• **Work instruction**:
From the line containing "Expected: for every instance of the rabbit" through the last line of the entries, output the text exactly. Pictures stay out.

Records contained in a dataset
*** Block opens ***
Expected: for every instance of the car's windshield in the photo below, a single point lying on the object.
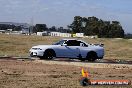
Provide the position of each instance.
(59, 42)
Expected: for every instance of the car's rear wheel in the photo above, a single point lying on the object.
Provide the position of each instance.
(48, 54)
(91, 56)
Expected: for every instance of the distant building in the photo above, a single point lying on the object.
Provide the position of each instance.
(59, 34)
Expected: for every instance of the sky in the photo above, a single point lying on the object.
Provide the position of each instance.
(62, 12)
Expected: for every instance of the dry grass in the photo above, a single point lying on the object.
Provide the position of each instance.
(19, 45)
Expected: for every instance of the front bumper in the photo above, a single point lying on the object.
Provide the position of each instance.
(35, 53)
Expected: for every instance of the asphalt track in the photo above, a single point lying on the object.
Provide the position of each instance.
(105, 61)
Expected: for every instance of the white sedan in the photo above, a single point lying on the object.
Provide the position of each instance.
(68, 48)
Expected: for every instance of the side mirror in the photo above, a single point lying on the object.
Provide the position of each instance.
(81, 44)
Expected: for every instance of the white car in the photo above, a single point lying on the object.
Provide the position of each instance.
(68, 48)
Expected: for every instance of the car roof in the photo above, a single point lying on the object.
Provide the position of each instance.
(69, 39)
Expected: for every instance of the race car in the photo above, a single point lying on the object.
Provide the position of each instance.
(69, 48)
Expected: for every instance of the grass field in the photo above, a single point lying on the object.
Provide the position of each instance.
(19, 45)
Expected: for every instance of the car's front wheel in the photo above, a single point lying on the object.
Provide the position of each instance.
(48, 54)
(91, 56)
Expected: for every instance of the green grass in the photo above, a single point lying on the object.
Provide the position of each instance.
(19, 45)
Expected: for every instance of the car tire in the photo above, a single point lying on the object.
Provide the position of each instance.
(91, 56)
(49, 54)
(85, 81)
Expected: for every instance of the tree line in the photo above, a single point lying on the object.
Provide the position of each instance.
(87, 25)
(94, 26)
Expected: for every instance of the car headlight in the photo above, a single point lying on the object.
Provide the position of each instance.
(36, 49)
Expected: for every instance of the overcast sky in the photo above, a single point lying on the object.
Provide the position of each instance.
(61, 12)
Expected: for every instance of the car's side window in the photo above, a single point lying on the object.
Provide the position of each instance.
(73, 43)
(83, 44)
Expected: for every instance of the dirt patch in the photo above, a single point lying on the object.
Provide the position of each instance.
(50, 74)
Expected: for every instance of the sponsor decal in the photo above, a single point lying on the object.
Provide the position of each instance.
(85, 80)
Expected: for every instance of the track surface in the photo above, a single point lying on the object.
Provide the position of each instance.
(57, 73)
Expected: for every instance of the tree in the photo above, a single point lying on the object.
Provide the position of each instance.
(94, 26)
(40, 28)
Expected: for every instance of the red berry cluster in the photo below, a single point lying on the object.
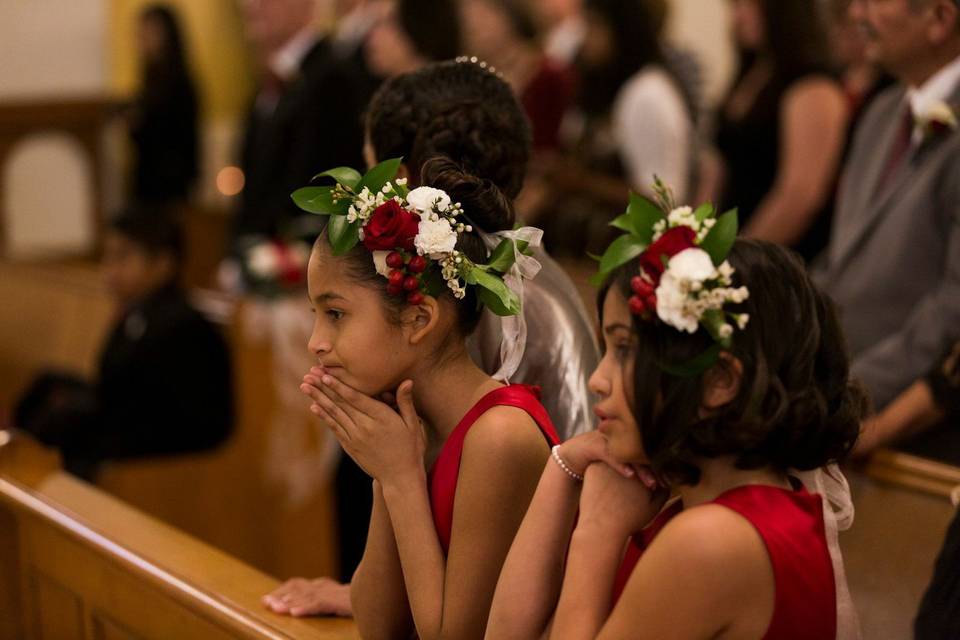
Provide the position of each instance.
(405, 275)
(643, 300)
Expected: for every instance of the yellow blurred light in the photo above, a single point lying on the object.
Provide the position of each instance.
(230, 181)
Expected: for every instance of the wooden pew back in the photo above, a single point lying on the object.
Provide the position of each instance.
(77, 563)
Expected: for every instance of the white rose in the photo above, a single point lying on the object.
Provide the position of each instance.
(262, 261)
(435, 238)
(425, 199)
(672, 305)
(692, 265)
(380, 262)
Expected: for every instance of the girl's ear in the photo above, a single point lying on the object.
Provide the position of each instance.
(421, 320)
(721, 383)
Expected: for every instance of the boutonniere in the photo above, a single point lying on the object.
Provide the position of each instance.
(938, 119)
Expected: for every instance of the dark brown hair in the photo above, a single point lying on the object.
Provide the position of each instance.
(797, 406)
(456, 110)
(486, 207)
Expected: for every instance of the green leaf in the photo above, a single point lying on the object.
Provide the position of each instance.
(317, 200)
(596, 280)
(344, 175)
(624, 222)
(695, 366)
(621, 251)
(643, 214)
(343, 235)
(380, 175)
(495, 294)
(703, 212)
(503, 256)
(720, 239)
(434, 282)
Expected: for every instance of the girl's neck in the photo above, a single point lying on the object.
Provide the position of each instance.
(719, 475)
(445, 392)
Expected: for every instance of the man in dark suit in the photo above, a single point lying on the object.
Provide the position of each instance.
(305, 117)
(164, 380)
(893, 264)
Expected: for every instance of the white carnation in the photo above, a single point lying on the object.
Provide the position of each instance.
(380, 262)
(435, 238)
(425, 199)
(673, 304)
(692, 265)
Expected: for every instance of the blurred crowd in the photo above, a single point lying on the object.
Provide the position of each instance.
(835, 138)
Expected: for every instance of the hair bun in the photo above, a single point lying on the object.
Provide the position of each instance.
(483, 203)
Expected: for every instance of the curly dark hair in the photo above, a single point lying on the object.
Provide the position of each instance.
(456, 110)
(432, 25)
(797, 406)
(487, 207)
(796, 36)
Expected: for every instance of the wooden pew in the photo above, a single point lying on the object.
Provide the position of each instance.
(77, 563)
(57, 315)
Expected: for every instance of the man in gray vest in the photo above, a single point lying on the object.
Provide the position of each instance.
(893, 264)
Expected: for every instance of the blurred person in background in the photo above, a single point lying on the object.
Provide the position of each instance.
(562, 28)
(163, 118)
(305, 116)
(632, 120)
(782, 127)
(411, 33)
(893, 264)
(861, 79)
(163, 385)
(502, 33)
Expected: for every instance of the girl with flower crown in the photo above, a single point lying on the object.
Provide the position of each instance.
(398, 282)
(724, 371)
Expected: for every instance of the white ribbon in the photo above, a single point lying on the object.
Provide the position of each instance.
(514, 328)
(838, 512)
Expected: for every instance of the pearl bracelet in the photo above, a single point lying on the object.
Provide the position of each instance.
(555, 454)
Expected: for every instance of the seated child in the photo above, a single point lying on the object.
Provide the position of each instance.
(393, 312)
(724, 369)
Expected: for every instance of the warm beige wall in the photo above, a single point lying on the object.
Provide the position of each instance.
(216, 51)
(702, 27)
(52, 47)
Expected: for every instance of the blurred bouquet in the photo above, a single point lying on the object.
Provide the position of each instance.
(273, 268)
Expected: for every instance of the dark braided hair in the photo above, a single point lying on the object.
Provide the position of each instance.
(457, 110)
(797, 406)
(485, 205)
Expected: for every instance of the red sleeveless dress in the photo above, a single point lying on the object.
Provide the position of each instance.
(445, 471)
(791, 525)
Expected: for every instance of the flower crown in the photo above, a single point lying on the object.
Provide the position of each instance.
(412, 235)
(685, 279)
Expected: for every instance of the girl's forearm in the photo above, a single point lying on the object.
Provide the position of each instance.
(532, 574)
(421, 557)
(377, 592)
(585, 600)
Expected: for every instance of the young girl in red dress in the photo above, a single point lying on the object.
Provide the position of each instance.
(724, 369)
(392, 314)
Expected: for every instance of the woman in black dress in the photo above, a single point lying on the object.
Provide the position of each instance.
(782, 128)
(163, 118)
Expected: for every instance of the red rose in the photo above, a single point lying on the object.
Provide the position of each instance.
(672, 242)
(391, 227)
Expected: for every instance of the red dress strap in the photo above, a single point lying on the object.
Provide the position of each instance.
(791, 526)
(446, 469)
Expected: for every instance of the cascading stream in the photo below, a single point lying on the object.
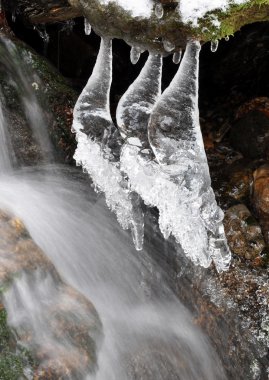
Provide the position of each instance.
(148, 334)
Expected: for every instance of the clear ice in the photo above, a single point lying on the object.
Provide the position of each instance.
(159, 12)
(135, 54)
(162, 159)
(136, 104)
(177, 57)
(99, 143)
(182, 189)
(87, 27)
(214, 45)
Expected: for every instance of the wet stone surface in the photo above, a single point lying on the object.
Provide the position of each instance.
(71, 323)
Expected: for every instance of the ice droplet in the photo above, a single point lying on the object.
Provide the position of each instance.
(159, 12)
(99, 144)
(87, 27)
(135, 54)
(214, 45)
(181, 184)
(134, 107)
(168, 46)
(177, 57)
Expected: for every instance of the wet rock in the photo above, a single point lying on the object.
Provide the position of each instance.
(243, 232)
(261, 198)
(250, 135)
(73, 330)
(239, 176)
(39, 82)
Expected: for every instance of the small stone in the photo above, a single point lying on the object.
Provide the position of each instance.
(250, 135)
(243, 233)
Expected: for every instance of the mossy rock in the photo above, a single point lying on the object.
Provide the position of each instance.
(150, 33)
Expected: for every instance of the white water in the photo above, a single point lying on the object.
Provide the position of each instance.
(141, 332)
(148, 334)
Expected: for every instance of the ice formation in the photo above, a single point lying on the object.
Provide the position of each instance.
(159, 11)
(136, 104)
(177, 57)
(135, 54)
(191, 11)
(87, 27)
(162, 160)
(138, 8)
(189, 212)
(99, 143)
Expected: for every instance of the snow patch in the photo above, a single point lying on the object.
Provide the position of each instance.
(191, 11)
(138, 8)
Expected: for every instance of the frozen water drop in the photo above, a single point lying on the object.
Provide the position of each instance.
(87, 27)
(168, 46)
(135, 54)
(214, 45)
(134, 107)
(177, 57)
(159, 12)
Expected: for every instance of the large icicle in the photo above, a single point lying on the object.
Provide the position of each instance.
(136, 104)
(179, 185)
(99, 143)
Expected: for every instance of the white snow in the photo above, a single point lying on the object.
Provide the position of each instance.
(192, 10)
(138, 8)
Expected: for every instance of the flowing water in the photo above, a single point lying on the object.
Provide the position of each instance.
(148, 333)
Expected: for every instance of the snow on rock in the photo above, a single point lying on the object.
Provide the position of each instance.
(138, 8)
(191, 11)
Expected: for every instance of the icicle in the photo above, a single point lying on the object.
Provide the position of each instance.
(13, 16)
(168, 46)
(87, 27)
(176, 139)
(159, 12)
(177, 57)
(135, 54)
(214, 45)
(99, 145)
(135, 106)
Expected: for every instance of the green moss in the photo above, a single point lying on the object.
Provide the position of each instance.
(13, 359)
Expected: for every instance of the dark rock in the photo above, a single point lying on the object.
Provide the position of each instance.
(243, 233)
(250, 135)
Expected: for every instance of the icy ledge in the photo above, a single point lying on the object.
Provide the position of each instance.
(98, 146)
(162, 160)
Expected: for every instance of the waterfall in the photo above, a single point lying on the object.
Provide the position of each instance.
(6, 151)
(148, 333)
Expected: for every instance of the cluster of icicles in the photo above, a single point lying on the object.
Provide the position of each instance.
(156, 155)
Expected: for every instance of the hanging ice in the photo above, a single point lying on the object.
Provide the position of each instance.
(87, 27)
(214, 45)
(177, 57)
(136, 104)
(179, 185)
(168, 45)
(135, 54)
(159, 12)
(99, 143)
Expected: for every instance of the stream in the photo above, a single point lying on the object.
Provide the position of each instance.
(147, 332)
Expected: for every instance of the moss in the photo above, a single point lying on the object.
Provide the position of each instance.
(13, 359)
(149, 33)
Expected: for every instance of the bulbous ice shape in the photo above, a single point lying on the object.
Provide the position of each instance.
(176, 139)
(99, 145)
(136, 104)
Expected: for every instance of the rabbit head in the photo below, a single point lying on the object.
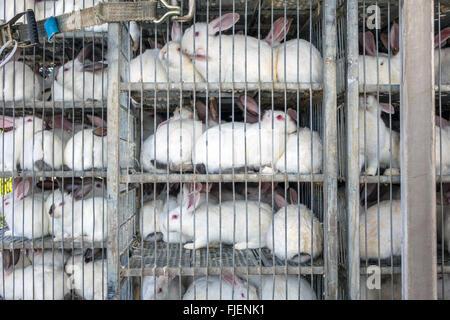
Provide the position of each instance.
*** Block closes ***
• **Exercise answer**:
Expected: for every instance of the rabbit head in the photo below, a single point lying on the object.
Provide the position of each instance.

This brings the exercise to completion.